** BEGIN STORED RECORDS **
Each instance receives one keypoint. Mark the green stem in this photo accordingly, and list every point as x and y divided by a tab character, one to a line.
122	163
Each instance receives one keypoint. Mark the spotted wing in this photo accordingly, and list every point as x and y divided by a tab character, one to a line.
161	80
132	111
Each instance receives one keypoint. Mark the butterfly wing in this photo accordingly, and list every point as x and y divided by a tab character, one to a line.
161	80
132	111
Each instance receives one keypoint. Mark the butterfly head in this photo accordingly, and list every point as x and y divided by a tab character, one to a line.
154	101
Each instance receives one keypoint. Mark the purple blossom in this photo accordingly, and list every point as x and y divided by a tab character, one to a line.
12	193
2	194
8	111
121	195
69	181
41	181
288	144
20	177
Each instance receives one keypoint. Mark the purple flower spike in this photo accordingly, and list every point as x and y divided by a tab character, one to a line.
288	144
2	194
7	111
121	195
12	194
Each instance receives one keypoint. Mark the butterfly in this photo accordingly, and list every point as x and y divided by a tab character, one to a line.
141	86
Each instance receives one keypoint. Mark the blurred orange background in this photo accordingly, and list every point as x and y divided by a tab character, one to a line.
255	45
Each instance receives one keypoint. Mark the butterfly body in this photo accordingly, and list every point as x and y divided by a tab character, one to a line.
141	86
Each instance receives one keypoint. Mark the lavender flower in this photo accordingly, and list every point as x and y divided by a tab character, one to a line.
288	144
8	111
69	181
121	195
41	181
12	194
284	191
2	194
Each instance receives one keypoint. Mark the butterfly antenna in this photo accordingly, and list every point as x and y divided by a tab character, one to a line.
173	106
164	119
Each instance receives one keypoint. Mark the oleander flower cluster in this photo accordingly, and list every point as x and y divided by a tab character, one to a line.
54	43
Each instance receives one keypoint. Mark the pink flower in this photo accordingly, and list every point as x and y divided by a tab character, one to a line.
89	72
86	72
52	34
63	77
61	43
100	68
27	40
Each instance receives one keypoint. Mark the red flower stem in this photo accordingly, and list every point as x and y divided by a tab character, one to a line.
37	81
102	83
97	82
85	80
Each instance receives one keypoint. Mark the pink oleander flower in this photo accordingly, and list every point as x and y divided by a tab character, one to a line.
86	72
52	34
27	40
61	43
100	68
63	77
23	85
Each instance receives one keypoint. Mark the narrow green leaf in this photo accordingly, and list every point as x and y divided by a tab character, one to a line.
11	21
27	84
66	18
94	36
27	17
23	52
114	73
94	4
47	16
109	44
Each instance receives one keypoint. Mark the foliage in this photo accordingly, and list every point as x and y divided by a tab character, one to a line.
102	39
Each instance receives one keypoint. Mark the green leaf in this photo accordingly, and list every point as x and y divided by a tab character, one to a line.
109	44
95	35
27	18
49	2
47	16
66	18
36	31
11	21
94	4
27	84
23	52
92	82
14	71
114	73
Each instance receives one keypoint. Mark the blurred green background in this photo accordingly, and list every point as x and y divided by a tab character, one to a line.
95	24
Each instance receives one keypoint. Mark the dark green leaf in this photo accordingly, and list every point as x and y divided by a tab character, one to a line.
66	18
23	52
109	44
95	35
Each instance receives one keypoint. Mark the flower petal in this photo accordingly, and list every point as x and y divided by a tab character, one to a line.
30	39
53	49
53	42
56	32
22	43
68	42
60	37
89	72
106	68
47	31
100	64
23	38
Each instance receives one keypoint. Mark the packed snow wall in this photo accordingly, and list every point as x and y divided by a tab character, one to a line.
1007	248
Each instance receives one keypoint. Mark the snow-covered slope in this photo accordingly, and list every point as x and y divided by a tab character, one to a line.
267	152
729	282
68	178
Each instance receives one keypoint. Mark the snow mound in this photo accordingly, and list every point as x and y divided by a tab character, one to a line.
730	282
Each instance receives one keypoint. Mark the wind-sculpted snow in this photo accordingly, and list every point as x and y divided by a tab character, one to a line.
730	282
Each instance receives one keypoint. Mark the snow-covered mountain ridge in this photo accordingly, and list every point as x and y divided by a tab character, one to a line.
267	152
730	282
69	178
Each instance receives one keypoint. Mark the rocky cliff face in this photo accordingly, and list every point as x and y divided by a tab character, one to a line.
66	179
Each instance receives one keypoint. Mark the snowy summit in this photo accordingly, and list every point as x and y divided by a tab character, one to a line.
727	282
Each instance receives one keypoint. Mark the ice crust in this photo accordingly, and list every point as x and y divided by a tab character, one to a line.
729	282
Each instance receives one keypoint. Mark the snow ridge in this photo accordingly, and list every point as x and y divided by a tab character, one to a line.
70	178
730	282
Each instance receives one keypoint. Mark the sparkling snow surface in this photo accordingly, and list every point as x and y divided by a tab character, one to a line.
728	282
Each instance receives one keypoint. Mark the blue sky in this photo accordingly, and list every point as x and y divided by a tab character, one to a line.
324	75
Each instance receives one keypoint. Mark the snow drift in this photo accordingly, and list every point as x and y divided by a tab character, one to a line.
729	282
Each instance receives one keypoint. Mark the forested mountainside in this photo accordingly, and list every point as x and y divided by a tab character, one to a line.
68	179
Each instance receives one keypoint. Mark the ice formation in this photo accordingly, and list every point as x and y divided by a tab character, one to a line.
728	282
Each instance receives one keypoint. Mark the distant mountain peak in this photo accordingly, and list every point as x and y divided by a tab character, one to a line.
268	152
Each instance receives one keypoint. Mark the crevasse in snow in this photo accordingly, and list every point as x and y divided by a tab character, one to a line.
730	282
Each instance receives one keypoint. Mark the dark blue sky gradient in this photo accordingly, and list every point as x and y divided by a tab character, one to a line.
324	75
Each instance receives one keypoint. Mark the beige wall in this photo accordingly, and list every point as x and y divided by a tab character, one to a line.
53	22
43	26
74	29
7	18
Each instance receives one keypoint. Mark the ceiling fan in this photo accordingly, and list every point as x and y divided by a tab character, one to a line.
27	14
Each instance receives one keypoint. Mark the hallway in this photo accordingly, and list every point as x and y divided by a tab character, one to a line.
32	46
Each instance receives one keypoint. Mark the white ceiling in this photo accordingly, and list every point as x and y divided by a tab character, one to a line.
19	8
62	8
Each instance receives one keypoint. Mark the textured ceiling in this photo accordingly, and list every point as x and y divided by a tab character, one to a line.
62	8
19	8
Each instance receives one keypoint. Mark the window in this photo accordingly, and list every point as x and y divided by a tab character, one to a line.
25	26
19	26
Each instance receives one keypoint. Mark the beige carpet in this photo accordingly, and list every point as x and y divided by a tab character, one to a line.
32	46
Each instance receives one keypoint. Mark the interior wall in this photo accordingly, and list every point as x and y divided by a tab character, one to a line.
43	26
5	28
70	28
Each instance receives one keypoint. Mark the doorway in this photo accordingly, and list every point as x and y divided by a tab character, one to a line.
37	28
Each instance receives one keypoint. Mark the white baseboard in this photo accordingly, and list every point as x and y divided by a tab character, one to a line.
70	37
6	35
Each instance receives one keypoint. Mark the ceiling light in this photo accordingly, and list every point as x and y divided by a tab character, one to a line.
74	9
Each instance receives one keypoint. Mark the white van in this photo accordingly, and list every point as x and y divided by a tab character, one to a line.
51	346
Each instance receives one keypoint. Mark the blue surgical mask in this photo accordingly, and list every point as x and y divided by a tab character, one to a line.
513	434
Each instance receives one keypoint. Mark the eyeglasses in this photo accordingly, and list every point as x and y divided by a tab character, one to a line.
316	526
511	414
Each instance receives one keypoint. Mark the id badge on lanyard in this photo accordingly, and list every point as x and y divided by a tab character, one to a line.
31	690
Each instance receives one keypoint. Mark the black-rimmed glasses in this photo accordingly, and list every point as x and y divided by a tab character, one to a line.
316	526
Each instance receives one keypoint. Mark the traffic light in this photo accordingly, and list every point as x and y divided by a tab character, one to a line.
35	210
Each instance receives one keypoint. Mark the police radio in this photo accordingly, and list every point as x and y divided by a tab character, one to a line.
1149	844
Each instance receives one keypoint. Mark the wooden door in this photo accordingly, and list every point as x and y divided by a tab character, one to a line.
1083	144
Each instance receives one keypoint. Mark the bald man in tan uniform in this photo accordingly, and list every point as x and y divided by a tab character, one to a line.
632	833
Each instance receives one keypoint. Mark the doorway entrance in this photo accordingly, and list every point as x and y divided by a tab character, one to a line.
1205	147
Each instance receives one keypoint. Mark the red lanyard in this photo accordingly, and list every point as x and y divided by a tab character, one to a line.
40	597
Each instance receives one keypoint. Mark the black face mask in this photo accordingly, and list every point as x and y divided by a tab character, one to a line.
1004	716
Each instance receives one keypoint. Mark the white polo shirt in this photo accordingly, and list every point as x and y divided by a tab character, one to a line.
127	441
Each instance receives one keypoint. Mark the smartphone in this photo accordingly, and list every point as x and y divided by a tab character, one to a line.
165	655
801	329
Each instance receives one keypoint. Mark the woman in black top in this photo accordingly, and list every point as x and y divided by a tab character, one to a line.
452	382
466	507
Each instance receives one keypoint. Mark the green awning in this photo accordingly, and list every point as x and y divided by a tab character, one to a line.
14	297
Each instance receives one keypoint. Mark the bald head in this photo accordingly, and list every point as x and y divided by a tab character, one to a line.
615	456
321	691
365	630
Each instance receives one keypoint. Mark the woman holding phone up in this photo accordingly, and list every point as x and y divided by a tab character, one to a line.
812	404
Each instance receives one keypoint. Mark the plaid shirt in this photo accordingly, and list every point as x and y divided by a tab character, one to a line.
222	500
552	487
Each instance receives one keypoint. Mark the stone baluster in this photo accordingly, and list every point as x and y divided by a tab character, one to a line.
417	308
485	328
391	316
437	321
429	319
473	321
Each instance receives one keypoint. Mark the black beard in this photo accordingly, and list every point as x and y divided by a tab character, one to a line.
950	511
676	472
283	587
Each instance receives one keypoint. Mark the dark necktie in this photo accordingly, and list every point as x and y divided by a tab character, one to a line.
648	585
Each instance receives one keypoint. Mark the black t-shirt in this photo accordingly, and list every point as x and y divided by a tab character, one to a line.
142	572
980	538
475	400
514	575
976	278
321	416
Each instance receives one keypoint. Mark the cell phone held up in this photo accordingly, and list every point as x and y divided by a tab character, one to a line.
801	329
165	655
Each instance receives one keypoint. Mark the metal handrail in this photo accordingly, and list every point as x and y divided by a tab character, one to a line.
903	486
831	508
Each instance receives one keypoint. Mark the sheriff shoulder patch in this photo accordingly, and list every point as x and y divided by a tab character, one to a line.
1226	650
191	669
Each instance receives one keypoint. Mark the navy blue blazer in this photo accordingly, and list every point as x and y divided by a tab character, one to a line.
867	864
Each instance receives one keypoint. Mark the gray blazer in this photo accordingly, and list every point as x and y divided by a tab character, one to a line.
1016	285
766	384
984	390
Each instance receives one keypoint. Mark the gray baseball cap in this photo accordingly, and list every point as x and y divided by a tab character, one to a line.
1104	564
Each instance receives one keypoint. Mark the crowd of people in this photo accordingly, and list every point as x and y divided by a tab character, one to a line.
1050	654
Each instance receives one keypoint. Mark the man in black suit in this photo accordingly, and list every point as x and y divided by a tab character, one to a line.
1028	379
** END STORED RECORDS **
EXERCISE GOAL: Give the lines exactly as they stand, from the line with "Each instance receives one keypoint. Mark the gray blazer" through the end of the material.

ANSWER TO THIS PROBLEM:
Each instance receives one keypoint. Mark the gray blazer in this photo accordingly, and list every point as x and y divided by a tab character, one to a line.
1016	285
766	384
984	390
Each instance receives one keypoint. Mark the gray baseball cap in this photo accordingly, and list every point as x and y divided by a tab character, one to a line.
1104	564
Each instance receives one keypoint. Mark the crowd of people in this photo accordingly, and list every point as x and y divided by a tab character, one to a line.
1050	654
Each instance receives one keypoint. Mark the man in black suit in this photo accordingly, and list every point as x and y divided by a tab character, one to a line.
1028	379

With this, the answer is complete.